- Reading passage:
___

Me installing Linux Mint on a 2022 laptop with a Nvidia GPU (had windows 11 preinstalled, this was an alongside install). I disabled secure boot at first, but still had to go all the way back and set up my MOK keys and turn on secure boot properly with another password to unlock the GPU.
Pro tip if you want to use Linux: don't rely on non-free drivers.
That's not a protip. A protip would be how you do that :D
Literally buy anything but Nvidia. Intel, AMD have upstream drivers that work regardless of secure boot. Various ARM platforms also have free drivers.
It used to be that there waa only bad choices, now there really is only one bad choice left.
Intel Arc still has some teething problems, particularly with power management on laptops, but AMD has been smooth sailing for almost a decade now.
Please help me understand why this is such a huge issue.

___

- Required actions:
• A. Answer these from the Linux Mint discussion, one per line:
(i) Which operating system came preinstalled on the laptop?
(ii) Which two vendors are said to have upstream drivers that work regardless of secure boot?
(iii) What does Intel Arc still have problems with on laptops?
• B. Put this sentence from the Linux Mint discussion into Spanish: "Intel Arc still has some teething problems, particularly with power management on laptops, but AMD has been smooth sailing for almost a decade now."
• C. Turn the paragraph of the Linux Mint discussion beginning "Me installing Linux Mint" into a short list that keeps its main facts.

- Material:
___

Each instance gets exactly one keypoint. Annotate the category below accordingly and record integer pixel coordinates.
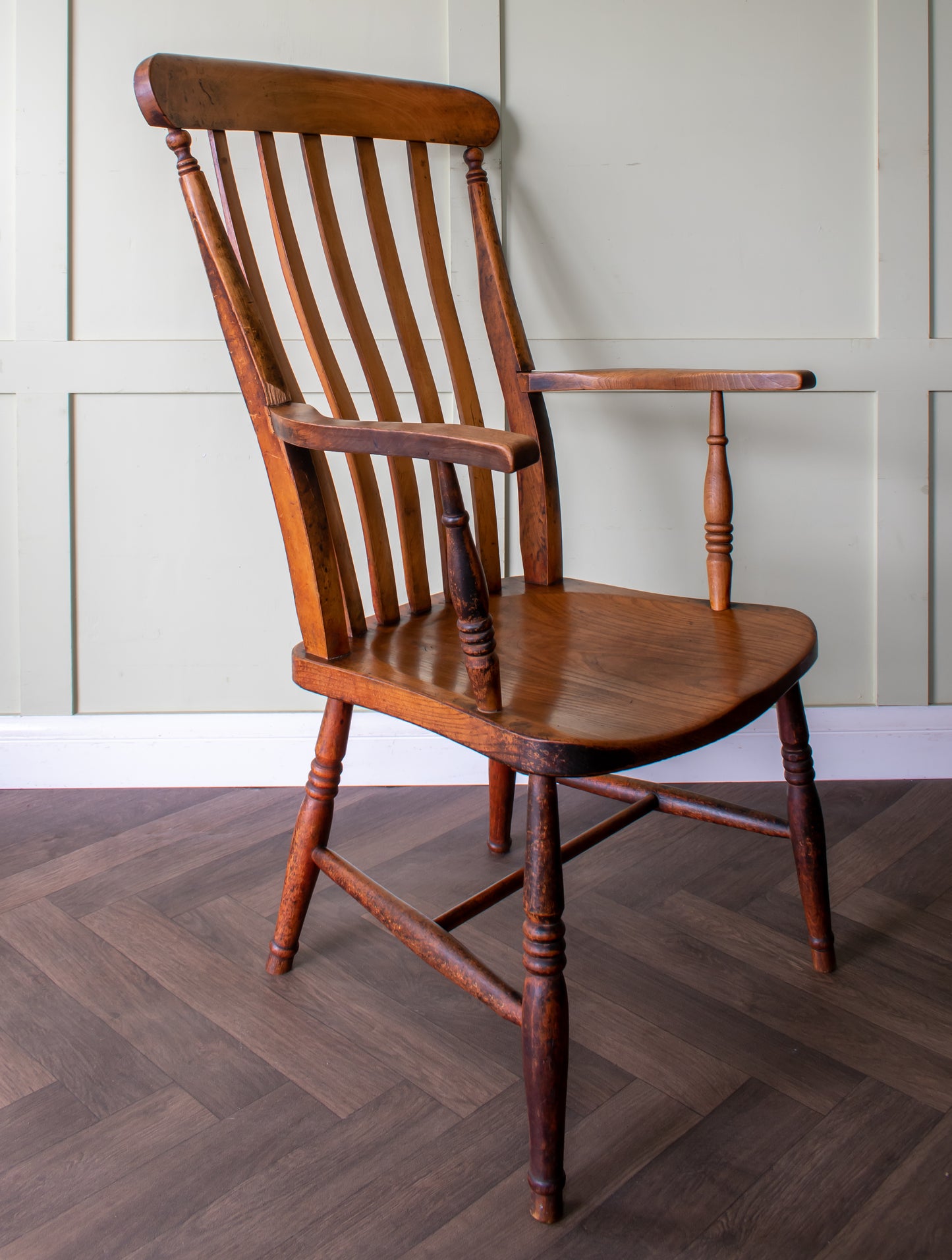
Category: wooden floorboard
(161, 1097)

___

- Exercise responses:
• A.
(i) Windows 11
(ii) Intel and AMD
(iii) Power management

• B. Intel Arc todavía tiene algunos problemas iniciales, sobre todo con la gestión de energía en portátiles, pero AMD lleva casi una década funcionando sin contratiempos.

• C.
- Linux Mint was installed alongside the preinstalled Windows 11 on a 2022 laptop with an Nvidia GPU.
- Secure boot was disabled at first.
- Unlocking the GPU still required setting up MOK keys and turning secure boot back on properly with another password.